— Start of Data entries —

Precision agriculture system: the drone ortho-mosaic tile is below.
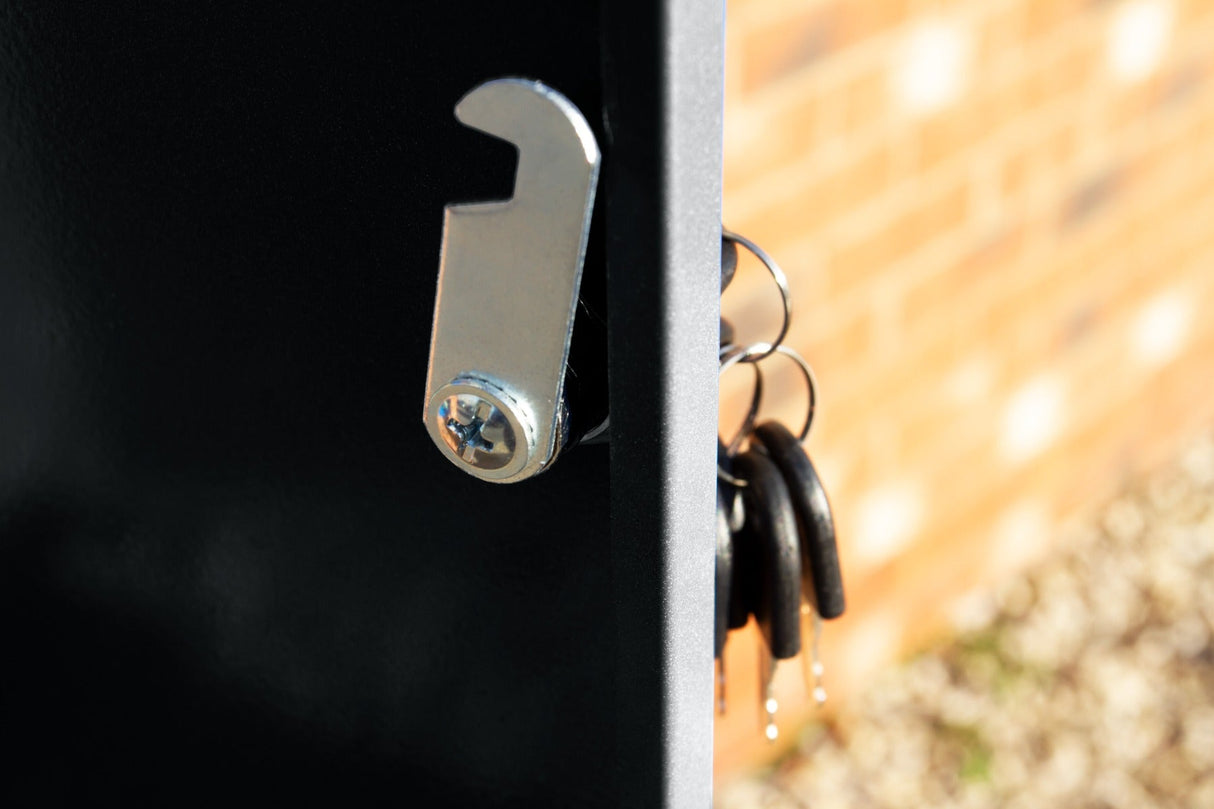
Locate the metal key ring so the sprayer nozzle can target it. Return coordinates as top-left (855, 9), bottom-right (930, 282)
top-left (716, 343), bottom-right (818, 486)
top-left (716, 357), bottom-right (762, 488)
top-left (721, 228), bottom-right (793, 362)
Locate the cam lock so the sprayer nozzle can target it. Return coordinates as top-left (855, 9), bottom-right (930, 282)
top-left (425, 79), bottom-right (599, 483)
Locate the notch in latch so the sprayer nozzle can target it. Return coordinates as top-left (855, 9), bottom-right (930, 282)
top-left (424, 79), bottom-right (600, 483)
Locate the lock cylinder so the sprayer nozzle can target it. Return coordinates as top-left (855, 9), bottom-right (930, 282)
top-left (424, 79), bottom-right (600, 483)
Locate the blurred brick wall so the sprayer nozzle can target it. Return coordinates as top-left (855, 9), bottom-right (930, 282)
top-left (716, 0), bottom-right (1214, 776)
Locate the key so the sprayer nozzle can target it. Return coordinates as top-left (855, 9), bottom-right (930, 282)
top-left (721, 236), bottom-right (738, 293)
top-left (733, 449), bottom-right (801, 660)
top-left (751, 422), bottom-right (847, 620)
top-left (733, 449), bottom-right (801, 742)
top-left (713, 485), bottom-right (733, 715)
top-left (716, 440), bottom-right (753, 629)
top-left (713, 486), bottom-right (733, 660)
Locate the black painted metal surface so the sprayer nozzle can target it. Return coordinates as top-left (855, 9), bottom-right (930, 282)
top-left (0, 0), bottom-right (640, 807)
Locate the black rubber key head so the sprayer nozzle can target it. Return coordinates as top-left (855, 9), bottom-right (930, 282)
top-left (716, 440), bottom-right (755, 629)
top-left (753, 422), bottom-right (847, 618)
top-left (733, 449), bottom-right (801, 660)
top-left (721, 236), bottom-right (738, 292)
top-left (713, 486), bottom-right (733, 657)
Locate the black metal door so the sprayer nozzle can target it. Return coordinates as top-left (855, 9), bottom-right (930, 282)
top-left (0, 0), bottom-right (720, 807)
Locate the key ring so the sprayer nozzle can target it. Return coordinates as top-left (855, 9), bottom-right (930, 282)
top-left (721, 228), bottom-right (793, 362)
top-left (716, 343), bottom-right (818, 486)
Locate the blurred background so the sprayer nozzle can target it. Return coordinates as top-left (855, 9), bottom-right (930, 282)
top-left (716, 0), bottom-right (1214, 807)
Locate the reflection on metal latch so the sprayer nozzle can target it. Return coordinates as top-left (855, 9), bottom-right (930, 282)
top-left (425, 79), bottom-right (599, 483)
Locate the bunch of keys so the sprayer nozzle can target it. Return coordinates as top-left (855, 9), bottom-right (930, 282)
top-left (714, 231), bottom-right (846, 741)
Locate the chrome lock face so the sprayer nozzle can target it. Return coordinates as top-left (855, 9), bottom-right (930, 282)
top-left (424, 79), bottom-right (599, 483)
top-left (426, 378), bottom-right (535, 481)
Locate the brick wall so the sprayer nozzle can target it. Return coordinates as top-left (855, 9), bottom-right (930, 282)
top-left (716, 0), bottom-right (1214, 776)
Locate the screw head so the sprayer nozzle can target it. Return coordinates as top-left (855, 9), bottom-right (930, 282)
top-left (438, 394), bottom-right (518, 469)
top-left (427, 378), bottom-right (534, 482)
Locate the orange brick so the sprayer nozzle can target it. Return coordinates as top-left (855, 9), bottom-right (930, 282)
top-left (1019, 0), bottom-right (1094, 43)
top-left (829, 182), bottom-right (969, 294)
top-left (733, 140), bottom-right (892, 249)
top-left (742, 5), bottom-right (838, 94)
top-left (725, 95), bottom-right (822, 188)
top-left (903, 224), bottom-right (1025, 333)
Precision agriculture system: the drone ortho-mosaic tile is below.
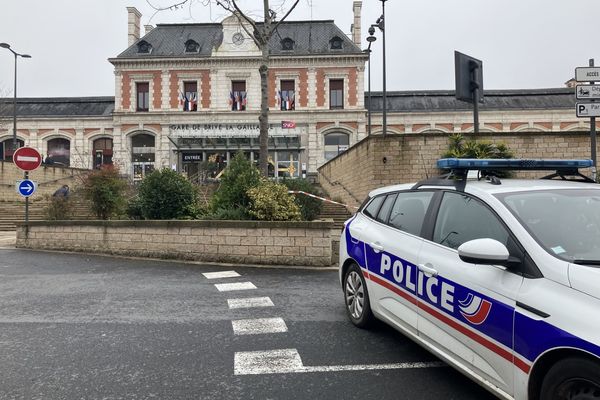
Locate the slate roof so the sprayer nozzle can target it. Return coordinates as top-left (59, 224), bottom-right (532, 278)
top-left (0, 96), bottom-right (115, 118)
top-left (117, 20), bottom-right (363, 59)
top-left (365, 88), bottom-right (575, 112)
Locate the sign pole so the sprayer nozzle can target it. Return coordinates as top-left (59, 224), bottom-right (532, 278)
top-left (590, 58), bottom-right (596, 181)
top-left (469, 61), bottom-right (479, 134)
top-left (23, 171), bottom-right (29, 231)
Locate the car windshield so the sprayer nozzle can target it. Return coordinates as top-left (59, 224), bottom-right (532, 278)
top-left (497, 189), bottom-right (600, 265)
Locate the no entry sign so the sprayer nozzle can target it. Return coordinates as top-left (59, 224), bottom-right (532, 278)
top-left (13, 147), bottom-right (42, 171)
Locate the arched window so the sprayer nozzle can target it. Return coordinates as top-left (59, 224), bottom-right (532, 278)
top-left (131, 133), bottom-right (155, 182)
top-left (185, 39), bottom-right (200, 53)
top-left (329, 36), bottom-right (344, 50)
top-left (281, 38), bottom-right (294, 50)
top-left (325, 132), bottom-right (350, 160)
top-left (92, 138), bottom-right (112, 169)
top-left (44, 138), bottom-right (71, 167)
top-left (0, 138), bottom-right (25, 161)
top-left (138, 40), bottom-right (152, 54)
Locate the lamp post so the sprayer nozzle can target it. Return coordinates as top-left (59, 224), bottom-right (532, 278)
top-left (0, 43), bottom-right (31, 158)
top-left (365, 25), bottom-right (377, 136)
top-left (376, 0), bottom-right (387, 136)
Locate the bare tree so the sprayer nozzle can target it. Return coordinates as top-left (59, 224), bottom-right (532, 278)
top-left (146, 0), bottom-right (300, 176)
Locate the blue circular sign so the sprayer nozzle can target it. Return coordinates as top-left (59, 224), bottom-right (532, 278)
top-left (18, 179), bottom-right (35, 197)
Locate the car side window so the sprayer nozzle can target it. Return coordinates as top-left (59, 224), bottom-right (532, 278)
top-left (377, 193), bottom-right (396, 224)
top-left (363, 196), bottom-right (385, 219)
top-left (433, 192), bottom-right (510, 249)
top-left (389, 191), bottom-right (433, 236)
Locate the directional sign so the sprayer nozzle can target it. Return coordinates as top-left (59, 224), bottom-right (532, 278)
top-left (575, 103), bottom-right (600, 118)
top-left (575, 67), bottom-right (600, 82)
top-left (13, 147), bottom-right (42, 171)
top-left (575, 85), bottom-right (600, 100)
top-left (17, 179), bottom-right (37, 197)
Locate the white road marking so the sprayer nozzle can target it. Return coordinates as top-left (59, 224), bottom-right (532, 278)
top-left (233, 349), bottom-right (446, 375)
top-left (215, 282), bottom-right (256, 292)
top-left (202, 271), bottom-right (240, 279)
top-left (227, 297), bottom-right (274, 309)
top-left (17, 156), bottom-right (39, 162)
top-left (233, 349), bottom-right (304, 375)
top-left (231, 318), bottom-right (287, 335)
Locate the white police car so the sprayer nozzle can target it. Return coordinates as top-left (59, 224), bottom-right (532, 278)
top-left (339, 159), bottom-right (600, 400)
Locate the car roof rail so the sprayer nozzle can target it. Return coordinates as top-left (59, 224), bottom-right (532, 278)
top-left (412, 158), bottom-right (596, 191)
top-left (411, 170), bottom-right (468, 192)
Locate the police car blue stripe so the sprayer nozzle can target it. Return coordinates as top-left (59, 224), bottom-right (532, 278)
top-left (346, 229), bottom-right (600, 372)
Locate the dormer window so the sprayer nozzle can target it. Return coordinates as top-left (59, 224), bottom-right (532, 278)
top-left (281, 38), bottom-right (294, 50)
top-left (185, 39), bottom-right (200, 53)
top-left (329, 36), bottom-right (344, 50)
top-left (138, 40), bottom-right (152, 54)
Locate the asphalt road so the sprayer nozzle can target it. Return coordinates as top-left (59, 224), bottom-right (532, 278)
top-left (0, 248), bottom-right (493, 400)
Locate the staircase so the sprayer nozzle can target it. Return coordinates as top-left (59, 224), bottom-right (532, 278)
top-left (0, 195), bottom-right (95, 231)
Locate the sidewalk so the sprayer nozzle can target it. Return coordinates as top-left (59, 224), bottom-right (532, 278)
top-left (0, 231), bottom-right (17, 248)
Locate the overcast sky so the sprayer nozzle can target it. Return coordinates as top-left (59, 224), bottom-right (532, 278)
top-left (0, 0), bottom-right (600, 97)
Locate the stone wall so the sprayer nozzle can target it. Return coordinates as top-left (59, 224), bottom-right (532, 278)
top-left (319, 132), bottom-right (590, 206)
top-left (0, 161), bottom-right (89, 202)
top-left (17, 221), bottom-right (337, 267)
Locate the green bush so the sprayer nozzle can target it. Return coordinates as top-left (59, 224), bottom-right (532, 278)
top-left (200, 207), bottom-right (252, 221)
top-left (248, 180), bottom-right (302, 221)
top-left (44, 197), bottom-right (73, 221)
top-left (83, 165), bottom-right (127, 219)
top-left (138, 168), bottom-right (197, 219)
top-left (211, 152), bottom-right (260, 211)
top-left (442, 133), bottom-right (514, 178)
top-left (281, 179), bottom-right (323, 221)
top-left (125, 195), bottom-right (144, 219)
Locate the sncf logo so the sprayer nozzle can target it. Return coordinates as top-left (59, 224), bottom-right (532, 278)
top-left (459, 293), bottom-right (492, 325)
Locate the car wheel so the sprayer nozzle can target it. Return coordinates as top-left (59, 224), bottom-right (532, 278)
top-left (344, 264), bottom-right (373, 328)
top-left (540, 358), bottom-right (600, 400)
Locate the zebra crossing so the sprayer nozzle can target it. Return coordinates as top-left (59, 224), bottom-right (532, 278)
top-left (203, 271), bottom-right (446, 375)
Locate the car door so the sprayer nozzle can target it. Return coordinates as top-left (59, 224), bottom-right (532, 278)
top-left (345, 195), bottom-right (385, 270)
top-left (366, 191), bottom-right (433, 335)
top-left (417, 191), bottom-right (523, 394)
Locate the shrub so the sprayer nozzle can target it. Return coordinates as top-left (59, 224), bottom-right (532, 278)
top-left (44, 196), bottom-right (73, 221)
top-left (83, 165), bottom-right (127, 219)
top-left (138, 168), bottom-right (196, 219)
top-left (211, 152), bottom-right (260, 211)
top-left (200, 207), bottom-right (252, 221)
top-left (442, 133), bottom-right (513, 178)
top-left (281, 179), bottom-right (323, 221)
top-left (248, 180), bottom-right (302, 221)
top-left (125, 195), bottom-right (144, 219)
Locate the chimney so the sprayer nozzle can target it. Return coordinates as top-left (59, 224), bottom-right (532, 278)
top-left (127, 7), bottom-right (142, 46)
top-left (351, 1), bottom-right (362, 47)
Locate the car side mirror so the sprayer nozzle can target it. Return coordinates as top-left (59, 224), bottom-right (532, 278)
top-left (458, 238), bottom-right (510, 265)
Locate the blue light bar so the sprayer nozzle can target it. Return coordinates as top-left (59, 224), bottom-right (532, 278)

— End of Data entries —

What you should do | Copy out, word for word, the lines in the entries above, starting with the line containing "Locate the sidewalk" and going on through the line containing "top-left (17, 221), bottom-right (337, 267)", both included.

Solution to this task |
Locate the sidewalk so the sprayer nozzle can target it. Return coordinates as top-left (59, 224), bottom-right (532, 278)
top-left (0, 231), bottom-right (17, 248)
Locate the overcast sky so the sprayer nozzle can target it. Return coordinates as top-left (59, 224), bottom-right (532, 278)
top-left (0, 0), bottom-right (600, 97)
Locate the stone wall so the sprayer nozzle can target it. Return coordinates as top-left (59, 224), bottom-right (532, 278)
top-left (319, 132), bottom-right (590, 206)
top-left (0, 161), bottom-right (89, 202)
top-left (17, 221), bottom-right (337, 267)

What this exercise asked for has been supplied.